PROBLEM TO SOLVE:
Rescale the part of the items that opens with the line containing "# point at: sky (one per instance)" and runs through the end of the items, both ends included. Rewrite every line in that part, requests included, multiplying each coordinate in the answers by 1.4 and rounding to whole numbers with halves rounded up.
□ □ □
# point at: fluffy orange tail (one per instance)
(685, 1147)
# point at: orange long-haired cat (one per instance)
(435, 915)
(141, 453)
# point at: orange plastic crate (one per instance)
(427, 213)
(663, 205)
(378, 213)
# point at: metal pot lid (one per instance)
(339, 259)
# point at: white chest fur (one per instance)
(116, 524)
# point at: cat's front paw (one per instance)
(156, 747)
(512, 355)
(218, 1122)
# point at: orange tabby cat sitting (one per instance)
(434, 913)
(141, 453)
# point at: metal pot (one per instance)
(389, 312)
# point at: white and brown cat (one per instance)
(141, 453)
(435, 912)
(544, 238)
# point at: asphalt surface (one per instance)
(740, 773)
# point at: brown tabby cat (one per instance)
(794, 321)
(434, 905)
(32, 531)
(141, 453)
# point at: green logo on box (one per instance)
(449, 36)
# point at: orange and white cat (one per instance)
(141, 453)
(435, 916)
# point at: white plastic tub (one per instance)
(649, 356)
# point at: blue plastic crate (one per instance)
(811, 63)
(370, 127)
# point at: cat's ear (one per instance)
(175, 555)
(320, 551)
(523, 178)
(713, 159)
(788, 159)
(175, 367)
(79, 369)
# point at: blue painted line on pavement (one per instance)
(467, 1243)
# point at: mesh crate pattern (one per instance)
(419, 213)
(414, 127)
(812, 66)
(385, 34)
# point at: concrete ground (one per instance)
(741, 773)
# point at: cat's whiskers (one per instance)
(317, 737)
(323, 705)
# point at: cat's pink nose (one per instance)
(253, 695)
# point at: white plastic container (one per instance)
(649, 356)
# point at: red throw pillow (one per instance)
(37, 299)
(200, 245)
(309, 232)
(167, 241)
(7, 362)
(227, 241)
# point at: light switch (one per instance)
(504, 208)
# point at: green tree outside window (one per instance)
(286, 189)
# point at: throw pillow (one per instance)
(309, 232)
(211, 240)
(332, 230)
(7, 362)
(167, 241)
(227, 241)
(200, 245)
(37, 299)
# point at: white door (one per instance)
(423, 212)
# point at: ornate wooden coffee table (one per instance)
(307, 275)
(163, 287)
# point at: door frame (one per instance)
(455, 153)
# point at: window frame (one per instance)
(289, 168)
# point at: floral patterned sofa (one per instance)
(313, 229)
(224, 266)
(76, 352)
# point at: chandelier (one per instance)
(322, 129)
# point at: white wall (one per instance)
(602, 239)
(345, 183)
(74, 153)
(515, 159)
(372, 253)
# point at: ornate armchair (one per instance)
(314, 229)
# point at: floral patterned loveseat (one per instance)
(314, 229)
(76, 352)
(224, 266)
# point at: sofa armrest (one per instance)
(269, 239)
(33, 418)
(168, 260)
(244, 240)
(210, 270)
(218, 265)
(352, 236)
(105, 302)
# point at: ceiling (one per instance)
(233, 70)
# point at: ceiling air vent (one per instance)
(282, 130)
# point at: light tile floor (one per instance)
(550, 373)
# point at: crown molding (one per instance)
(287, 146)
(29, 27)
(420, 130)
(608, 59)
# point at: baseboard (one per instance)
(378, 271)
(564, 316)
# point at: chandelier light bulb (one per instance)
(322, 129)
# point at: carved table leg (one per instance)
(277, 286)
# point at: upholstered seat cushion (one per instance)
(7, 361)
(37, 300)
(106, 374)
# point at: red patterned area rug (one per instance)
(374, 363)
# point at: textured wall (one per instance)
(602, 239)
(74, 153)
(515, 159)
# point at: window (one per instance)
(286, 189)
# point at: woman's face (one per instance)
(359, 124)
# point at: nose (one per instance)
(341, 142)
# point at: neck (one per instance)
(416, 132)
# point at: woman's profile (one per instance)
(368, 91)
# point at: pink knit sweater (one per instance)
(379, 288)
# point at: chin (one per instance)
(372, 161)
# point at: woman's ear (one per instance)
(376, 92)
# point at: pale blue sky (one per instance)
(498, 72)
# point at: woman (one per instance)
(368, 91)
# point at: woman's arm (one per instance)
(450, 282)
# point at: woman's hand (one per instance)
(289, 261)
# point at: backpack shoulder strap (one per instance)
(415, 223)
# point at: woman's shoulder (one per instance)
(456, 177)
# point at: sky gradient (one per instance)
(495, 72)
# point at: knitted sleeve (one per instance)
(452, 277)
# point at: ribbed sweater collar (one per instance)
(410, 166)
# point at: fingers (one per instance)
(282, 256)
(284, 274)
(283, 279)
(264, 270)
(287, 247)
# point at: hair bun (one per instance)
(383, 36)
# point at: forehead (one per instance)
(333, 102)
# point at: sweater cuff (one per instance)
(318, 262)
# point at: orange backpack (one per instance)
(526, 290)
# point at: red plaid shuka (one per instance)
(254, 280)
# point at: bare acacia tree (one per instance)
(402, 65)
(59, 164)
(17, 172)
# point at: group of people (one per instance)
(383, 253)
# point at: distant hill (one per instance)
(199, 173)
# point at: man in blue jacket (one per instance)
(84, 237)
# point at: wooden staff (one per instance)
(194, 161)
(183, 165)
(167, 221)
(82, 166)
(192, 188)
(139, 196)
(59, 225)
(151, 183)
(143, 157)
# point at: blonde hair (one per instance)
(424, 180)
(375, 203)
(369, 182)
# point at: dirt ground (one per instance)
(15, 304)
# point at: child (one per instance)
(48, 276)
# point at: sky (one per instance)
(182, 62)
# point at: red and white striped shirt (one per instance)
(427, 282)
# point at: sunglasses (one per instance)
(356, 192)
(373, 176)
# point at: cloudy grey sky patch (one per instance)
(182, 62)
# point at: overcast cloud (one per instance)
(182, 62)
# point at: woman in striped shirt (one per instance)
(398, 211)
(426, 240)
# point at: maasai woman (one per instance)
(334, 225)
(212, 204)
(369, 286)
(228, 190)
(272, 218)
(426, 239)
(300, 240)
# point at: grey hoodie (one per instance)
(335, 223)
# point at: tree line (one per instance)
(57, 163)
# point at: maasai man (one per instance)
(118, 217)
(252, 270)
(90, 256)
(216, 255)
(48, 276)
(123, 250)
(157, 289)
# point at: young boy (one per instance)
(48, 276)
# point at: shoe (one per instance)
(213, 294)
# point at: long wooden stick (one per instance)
□ □ □
TASK ANSWER:
# point at: sky (one per instance)
(255, 87)
# point at: red and white striped shirt (one per instance)
(598, 395)
# point at: sunglasses (one per instance)
(498, 269)
(522, 246)
# point at: cloudy grey sky patch (one per instance)
(255, 87)
# point at: overcast cloud (one per instance)
(255, 87)
# point at: woman in striped shirt (one per instance)
(557, 295)
(596, 336)
# point at: maasai woman (one per instance)
(468, 315)
(297, 286)
(517, 400)
(319, 266)
(381, 305)
(596, 335)
(420, 336)
# point at: grey hoodie (one per instance)
(469, 312)
# point at: tree line (one per instance)
(80, 228)
# point at: maasai man (one per instance)
(165, 304)
(353, 378)
(126, 358)
(302, 357)
(67, 386)
(172, 350)
(220, 405)
# point at: young boy (one per instance)
(67, 386)
# point at: shoe (one per instance)
(298, 412)
# point at: long wooden stick (one per instance)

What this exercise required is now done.